Task directions.
Using the data beneath this instruction, retype only the lines from the one that contains "Target: distant sea horizon" down to the one that contains "<point>207,320</point>", both included, exactly as they appear.

[Records from a collection]
---
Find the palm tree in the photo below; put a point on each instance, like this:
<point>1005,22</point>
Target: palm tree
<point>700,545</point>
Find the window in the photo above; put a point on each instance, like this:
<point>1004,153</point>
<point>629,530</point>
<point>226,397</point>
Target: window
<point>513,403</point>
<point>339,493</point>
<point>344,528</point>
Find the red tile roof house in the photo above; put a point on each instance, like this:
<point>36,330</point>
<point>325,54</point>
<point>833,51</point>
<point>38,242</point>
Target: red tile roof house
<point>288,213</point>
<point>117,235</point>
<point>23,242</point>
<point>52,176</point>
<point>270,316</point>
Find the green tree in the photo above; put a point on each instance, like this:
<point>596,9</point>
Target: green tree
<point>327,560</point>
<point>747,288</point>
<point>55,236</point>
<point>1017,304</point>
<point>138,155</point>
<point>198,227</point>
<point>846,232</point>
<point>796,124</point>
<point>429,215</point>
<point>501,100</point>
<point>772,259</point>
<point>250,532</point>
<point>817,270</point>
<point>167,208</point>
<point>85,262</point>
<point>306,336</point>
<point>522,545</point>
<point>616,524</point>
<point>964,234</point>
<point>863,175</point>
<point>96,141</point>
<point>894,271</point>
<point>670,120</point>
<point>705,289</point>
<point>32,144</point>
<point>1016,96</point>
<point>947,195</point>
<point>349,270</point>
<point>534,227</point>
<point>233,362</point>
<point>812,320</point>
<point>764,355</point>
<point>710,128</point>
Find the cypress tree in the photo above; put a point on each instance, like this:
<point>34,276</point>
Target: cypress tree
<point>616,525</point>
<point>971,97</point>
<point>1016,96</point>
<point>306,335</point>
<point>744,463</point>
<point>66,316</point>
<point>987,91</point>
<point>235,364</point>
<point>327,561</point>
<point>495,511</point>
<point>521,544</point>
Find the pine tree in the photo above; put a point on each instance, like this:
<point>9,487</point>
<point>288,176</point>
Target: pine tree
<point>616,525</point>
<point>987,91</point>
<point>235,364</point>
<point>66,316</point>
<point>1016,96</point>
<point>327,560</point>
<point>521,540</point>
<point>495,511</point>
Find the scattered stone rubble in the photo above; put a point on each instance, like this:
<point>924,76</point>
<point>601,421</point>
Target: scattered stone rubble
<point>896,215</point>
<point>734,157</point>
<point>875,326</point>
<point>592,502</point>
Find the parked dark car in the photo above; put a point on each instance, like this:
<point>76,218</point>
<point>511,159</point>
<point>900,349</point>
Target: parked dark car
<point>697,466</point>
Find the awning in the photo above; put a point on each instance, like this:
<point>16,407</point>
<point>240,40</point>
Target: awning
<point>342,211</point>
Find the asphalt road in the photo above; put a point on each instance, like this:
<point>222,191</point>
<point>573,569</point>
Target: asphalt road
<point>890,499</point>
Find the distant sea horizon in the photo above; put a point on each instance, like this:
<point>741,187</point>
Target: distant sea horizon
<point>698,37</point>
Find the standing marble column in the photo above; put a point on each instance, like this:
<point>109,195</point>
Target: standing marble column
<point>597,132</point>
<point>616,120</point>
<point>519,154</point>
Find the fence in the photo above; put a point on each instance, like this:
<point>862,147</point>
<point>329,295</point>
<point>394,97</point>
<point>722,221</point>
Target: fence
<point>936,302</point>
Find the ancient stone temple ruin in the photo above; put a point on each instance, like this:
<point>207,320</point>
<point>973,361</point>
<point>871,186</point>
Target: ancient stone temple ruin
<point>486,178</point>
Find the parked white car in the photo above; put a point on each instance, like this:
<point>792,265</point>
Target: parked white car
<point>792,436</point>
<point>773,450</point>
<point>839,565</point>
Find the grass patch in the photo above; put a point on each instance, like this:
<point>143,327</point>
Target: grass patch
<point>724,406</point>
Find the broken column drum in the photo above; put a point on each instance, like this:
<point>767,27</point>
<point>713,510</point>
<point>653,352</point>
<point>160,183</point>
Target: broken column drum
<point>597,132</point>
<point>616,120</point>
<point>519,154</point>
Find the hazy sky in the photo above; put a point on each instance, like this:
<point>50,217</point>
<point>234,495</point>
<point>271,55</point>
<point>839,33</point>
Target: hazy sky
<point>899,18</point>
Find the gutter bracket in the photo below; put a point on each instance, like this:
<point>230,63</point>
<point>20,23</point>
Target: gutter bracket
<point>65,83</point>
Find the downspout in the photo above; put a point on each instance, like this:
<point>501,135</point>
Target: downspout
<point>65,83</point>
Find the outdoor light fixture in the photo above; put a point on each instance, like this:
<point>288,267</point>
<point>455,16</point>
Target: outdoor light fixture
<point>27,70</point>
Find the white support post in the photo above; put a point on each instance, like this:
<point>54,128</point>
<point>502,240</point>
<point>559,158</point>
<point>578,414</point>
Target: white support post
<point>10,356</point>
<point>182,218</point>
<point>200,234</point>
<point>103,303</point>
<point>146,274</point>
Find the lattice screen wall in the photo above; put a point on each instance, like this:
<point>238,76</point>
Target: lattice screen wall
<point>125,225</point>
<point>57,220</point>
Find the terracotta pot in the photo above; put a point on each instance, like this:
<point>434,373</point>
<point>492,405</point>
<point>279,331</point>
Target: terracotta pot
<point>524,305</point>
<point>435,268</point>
---
Task result.
Target: distant sea horizon
<point>698,37</point>
Find the standing marble column in the photo above; put a point on each instance, like this:
<point>109,195</point>
Target: standing marble column
<point>597,132</point>
<point>616,120</point>
<point>519,154</point>
Find the fence in the photo above; put a point on each instance, like this:
<point>862,147</point>
<point>329,295</point>
<point>394,97</point>
<point>722,221</point>
Target: fence
<point>936,302</point>
Find the ancient stone temple ruin in the photo above; put a point on each instance, like this:
<point>207,320</point>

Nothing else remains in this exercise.